**Supplied passage:**
☆ ☆ ☆ ☆

Some have classified coconut oil, with its myriad of benefits, as a ‘super-food’ – though not many are aware of what else it offers.
Coconut oil contains a high amount of lauric acid, a fatty acid that is not only known for its antimicrobial and antifungal properties, but has also been characterised as having a beneficial effect on the levels of HDLs (high-density lipoproteins), which are otherwise known as good cholesterol, increasing its ratio in comparison to LDLs (low-density lipoproteins).
Additionally, coconut oil is also great for use on skin and hair, with many swearing by it as part of their beauty regime.
It contains vitamin E, a popular ingredient in skincare products that reportedly protects the skin from oxidative damage as well as general wear and tear. Unsurprisingly, when coconut oil is applied to the skin, it often leaves the surface feeling baby-smooth, thanks to its moisture-retaining capability.
A study published in the scientific journal Pharmacognosy Review also reported that coconut oil blocks out approximately 20% of UV radiation the skin is exposed to, while a separate dermatology study indicated that it significantly improved the level of hydration within the skin.

☆ ☆ ☆ ☆

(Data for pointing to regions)
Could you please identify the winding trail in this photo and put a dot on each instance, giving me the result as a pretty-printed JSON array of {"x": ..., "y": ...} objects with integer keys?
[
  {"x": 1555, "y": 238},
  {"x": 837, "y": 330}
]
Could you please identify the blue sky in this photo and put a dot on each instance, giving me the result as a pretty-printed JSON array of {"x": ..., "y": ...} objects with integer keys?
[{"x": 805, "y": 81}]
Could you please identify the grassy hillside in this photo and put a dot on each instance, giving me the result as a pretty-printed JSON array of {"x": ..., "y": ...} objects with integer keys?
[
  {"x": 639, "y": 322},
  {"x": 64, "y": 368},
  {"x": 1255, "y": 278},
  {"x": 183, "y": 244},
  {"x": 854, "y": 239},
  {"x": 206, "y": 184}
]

☆ ☆ ☆ ☆

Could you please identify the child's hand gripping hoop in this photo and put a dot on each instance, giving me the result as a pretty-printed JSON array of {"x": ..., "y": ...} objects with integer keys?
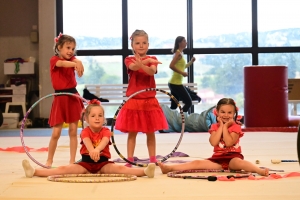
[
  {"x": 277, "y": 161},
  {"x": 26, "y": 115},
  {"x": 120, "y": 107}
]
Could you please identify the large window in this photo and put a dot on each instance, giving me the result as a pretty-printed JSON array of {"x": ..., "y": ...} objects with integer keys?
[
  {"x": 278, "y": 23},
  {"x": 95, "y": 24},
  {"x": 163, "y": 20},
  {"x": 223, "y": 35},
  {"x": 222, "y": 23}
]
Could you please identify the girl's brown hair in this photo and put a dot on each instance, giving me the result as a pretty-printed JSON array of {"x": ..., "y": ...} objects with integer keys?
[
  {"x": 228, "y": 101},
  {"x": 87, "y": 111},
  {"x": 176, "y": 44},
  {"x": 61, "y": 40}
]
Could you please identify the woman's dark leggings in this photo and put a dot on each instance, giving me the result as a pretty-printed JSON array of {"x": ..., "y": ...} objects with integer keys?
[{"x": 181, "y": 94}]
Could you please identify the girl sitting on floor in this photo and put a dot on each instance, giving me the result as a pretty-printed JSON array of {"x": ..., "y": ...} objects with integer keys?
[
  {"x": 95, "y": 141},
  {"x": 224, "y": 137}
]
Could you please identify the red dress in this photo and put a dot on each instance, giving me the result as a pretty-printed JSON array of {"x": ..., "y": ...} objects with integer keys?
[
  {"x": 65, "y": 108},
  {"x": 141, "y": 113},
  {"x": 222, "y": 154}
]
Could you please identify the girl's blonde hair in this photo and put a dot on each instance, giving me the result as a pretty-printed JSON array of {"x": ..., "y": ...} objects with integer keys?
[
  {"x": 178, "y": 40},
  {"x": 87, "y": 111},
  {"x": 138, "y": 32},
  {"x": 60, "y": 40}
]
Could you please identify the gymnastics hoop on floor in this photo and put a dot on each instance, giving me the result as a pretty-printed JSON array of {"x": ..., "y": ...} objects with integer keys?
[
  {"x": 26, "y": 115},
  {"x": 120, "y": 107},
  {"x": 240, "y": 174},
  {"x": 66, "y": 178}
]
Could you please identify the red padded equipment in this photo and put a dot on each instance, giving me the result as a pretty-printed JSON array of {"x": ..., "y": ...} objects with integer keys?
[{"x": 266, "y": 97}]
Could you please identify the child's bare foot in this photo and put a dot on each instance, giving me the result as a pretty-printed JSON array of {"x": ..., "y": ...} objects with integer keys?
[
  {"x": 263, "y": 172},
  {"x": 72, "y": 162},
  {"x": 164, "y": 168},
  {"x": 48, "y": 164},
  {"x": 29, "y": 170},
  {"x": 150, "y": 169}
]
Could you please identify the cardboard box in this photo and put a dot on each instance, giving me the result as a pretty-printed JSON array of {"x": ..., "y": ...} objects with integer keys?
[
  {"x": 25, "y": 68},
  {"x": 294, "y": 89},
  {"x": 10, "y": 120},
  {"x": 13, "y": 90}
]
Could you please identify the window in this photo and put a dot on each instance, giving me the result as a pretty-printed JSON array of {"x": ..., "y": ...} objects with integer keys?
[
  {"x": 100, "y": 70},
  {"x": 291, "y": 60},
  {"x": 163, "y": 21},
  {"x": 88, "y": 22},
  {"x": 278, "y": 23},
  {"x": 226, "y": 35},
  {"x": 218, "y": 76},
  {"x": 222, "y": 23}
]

☆ ☆ ☆ ☆

**Required work:**
[1] Summarize the coconut oil passage above in two sentences.
[2] Carry on with the coconut oil passage, picking up after its last sentence.

**Answers to the problems:**
[1] Coconut oil is high in lauric acid, a fatty acid known for antimicrobial and antifungal properties that has also been characterized as raising HDL, or good cholesterol, relative to LDL. It contains vitamin E and retains moisture on the skin, and studies report that it blocks about 20% of UV radiation and significantly improves skin hydration.

[2]
Coconut’s oil component of lauric acid has demonstrated a high affinity for hair proteins as well, allowing it to penetrate and moisturize the hair shaft, which improves scalp health, fights infections and supports hair growth. It also helps to prevent damage from frequent combing and brushing, while adding volume and shine to your mane.
All-natural coconut oil can also be used as a leave-in conditioner, and is a good hair care option for those plagued by a chronically dry scalp.
Nevertheless, when applying coconut oil to your skin or hair, start in small doses before increasing the amount used gradually, in the event that you might be allergic to any of the oil’s components.